Given task –
Gather every line of the material below that contains the string "white", matching case exactly.

Information provided –
○ ○ ○

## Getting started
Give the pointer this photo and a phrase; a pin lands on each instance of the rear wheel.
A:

○ ○ ○

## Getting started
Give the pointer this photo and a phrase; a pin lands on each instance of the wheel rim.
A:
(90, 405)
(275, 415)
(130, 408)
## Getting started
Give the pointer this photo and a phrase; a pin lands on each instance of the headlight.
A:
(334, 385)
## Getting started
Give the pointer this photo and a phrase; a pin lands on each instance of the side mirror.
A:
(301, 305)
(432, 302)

○ ○ ○

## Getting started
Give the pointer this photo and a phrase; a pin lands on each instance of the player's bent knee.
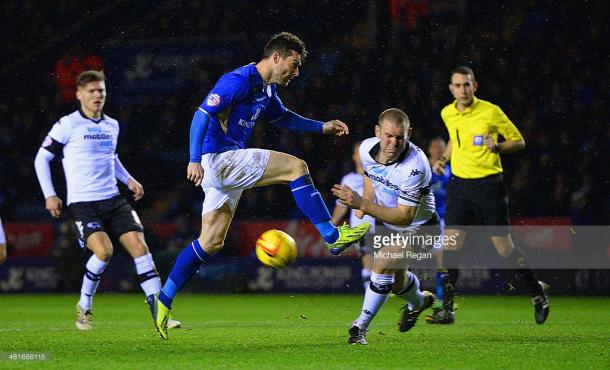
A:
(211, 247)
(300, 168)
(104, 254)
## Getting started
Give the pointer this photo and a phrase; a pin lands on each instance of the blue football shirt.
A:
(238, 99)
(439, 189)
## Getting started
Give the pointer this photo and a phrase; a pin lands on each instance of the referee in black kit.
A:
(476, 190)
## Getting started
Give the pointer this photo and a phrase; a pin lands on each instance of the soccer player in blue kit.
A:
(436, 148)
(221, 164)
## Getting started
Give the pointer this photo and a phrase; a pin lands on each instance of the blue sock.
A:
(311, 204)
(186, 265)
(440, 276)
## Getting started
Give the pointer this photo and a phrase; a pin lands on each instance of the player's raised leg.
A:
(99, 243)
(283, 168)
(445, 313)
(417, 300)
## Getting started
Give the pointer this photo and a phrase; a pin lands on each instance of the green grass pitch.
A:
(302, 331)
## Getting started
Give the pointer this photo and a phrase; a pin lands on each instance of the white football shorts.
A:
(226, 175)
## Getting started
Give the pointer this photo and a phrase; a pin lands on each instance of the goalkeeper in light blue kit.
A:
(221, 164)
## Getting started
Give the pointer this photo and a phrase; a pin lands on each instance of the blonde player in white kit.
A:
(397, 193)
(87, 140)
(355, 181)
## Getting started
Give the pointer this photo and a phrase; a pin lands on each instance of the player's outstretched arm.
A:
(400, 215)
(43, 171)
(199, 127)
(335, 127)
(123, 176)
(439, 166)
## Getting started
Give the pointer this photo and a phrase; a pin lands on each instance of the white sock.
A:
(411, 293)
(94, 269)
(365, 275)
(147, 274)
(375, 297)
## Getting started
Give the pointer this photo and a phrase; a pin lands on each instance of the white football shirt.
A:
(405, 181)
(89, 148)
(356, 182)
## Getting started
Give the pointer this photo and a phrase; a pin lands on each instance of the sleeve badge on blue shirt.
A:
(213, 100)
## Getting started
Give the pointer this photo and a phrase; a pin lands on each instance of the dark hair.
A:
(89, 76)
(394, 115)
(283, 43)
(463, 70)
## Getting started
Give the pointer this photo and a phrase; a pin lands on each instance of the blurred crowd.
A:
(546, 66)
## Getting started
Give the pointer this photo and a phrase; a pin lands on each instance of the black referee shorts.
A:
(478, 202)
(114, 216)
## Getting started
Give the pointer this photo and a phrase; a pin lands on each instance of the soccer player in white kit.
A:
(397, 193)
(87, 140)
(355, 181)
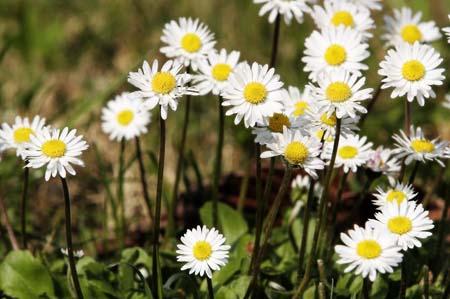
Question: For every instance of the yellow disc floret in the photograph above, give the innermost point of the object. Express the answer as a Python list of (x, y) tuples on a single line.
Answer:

○ ○ ○

The solution –
Give the pointer this photo and a phrase; a pin lands on each instance of the white football shorts.
Give the pointer this photo and a phrase; a pin lands on each instance of the blonde player in white kit.
Give the pointer this photo and a phrase; a pin lands on each instance of the white sock.
Give the pointer this photo and a phrase; a pin lands on each instance of the white football shirt.
Give the pointer this photo and a phrase; a pin lands on each instance of the soccer player in white kit.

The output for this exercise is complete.